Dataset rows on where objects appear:
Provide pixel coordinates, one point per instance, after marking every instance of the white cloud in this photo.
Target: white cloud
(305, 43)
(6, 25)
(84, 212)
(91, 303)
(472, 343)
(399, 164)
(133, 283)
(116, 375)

◆ PROBLEM DESCRIPTION
Copy the records above line for line, without changing anything.

◆ TASK OUTPUT
Provide pixel coordinates, one point per instance, after marking every instance of the white cloud in this photo.
Target: white cloud
(305, 43)
(6, 25)
(84, 212)
(91, 303)
(472, 343)
(399, 164)
(133, 283)
(116, 375)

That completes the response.